* **ASSIGNED TASK 1**
Answer these questions using the profile of Riley Lapham:
(a) At what age did Riley move to Melbourne, and what did she join there?
(b) What injury did she suffer in the final year of her training?
(c) To what rank was she promoted in 2021?
* **ASSIGNED TASK 2**
Sum up the profile of Riley Lapham in two sentences.
* **ASSIGNED TASK 3**
Carry on with the profile of Riley Lapham from where it stops.

* **DOCUMENT TEXT**
★ ★ ★ ★ ★ ★ ★
Riley laughs as she remembers a photo taken on its steps, the Harbour bridge behind her, her ballet program in one hand and a packet of Maltesers in the other. The image perfectly contrasts the grandeur of her dreams and her refreshing Aussie simplicity.

At 11 or 12 she realised that ballet could be a job, that she could get paid to dance. Her training became even more intense and at age 15 she moved to Melbourne to join the Australian Ballet School.

Everything was going smoothly until, in the final year of her four-year training, she suffered tenosynovitis in her ankle, which causes intense pain and required enforced rest. She missed the all-important audition to join The Australian Ballet, which only comes once a year, the end-of-year performance and the regional tour.

Things looked bleak. Then, out of the blue, Riley received a phone call from the artistic director of The Australian Ballet, David McAllister and the director of The Australian Ballet School, Lisa Pavane.  A dancer was retiring so they were able to offer her a six-month contract and supervise her recovery. Once she got her (injured) foot in the door, she didn’t look back.

“After what has been the most testing and challenging year of my life thus far, I could not be more excited for the year ahead,” she posted to Instagram.

It took two years to fully recover, but in 2021 Riley was promoted from the corps de ballet to coryphée, the rank below soloist. She was now one of four women dancing on stage, rather than one of 12.

Only two years later she has been nominated for the Telstra Ballet Dancer Awards. The nominees were selected by the ballet’s artistic team, principal artists, and past award winners.

“The joy is simply in being nominated,” says Riley. It was mortifying for her not to be able to dance properly when she first joined the company so after all that, it is really special for her to be chosen now by these people whom she admires so much.

Five dancers are in the running for the prizes; Adam Elmes and Lilly Harvey who dance in the corps de ballet, Isobelle Dashwood, who is a soloist and a third-time nominee, and Riley Lapham and Katherine Sonnekus who are both coryphée.
★ ★ ★ ★ ★ ★ ★
Collected data
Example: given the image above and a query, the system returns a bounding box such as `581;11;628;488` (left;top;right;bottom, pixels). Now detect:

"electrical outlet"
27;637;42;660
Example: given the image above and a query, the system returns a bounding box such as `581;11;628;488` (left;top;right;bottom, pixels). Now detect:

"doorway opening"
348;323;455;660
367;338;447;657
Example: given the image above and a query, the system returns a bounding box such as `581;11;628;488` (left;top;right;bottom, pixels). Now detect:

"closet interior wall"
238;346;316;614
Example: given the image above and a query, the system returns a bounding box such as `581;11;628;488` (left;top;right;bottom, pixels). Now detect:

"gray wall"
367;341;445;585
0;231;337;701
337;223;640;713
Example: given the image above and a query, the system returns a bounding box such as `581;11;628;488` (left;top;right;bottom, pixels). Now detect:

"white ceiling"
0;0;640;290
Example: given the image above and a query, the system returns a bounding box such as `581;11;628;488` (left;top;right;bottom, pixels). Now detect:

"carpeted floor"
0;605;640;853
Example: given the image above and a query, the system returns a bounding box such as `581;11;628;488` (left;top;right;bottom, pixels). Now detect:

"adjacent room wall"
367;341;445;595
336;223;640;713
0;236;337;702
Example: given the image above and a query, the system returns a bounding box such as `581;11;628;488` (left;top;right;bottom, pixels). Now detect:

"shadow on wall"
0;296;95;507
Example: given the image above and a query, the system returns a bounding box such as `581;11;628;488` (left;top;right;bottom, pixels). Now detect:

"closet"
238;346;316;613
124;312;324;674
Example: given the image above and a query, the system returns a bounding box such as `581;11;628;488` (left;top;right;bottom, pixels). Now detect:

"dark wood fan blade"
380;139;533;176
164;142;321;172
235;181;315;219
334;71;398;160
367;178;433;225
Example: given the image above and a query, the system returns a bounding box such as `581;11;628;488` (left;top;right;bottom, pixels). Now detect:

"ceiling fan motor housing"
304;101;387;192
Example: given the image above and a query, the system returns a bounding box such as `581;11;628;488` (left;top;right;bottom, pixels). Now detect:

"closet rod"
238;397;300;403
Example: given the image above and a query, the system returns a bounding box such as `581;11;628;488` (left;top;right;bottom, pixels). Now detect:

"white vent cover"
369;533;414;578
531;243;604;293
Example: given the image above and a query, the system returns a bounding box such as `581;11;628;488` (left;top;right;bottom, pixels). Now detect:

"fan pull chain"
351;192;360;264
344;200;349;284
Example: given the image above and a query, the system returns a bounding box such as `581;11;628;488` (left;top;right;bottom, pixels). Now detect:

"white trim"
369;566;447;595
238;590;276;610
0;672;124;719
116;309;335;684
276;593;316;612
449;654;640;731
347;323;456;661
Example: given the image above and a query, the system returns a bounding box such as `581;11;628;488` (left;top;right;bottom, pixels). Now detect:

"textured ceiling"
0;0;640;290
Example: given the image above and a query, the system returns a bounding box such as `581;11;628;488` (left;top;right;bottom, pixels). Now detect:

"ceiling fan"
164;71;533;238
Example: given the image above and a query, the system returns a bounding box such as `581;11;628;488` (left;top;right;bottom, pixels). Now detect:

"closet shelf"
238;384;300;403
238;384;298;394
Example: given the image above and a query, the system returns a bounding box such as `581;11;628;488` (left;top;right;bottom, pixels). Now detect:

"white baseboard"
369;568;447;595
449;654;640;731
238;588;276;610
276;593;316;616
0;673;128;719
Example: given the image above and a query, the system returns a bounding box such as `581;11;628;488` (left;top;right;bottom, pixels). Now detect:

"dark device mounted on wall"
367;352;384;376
★ ★ ★ ★ ★ ★ ★
* **RESULT 1**
(a) She moved to Melbourne at age 15 to join the Australian Ballet School.
(b) She suffered tenosynovitis in her ankle.
(c) She was promoted to coryphée, the rank below soloist.

* **RESULT 2**
Riley trained at the Australian Ballet School from age 15, but an ankle injury in her final year made her miss the yearly audition for The Australian Ballet, until the company offered her a six-month contract when a dancer retired. After two years of recovery she was promoted to coryphée in 2021, and two years later she was nominated for the Telstra Ballet Dancer Awards, which she says is a joy in itself.

* **RESULT 3**
The judges have been picking winners for two decades – 11 have gone on to become Principal Artists of The Australian Ballet – but everyone in Australia can vote in the people’s choice awards.

On five occasions the judges and the people chose the same person. On four occasions, a dancer has won the people’s choice twice. And the breathtaking Amy Harris won the people’s choice award twice before the judges gave her the Ballet Dancer Award.

Who will win the 2023 Telstra Ballet Dancer Awards? We won’t know until after the closing performance of George Balanchine’s Jewels on 20 May when the winners will be announced on stage. Whoever does win the Ballet Award will receive $25,000 and the winner of the People’s Choice Award will receive $15,000.

To cast a vote for Riley or any of the other nominees visit the Telstra  Ballet Dancer Awards site. And if you miss the closing night performance, The Australian Ballet will be touring internationally for the first time since the pandemic struck with a season in London at the Royal Opera House in Covent Garden at the beginning of August.

It will be the first time they have performed there in 35 years, and they will be celebrating their 60th anniversary. And almost certainly, the winner of the 2023 Telstra Ballet Awards will be there too as well as many former winners. It should be a night to remember.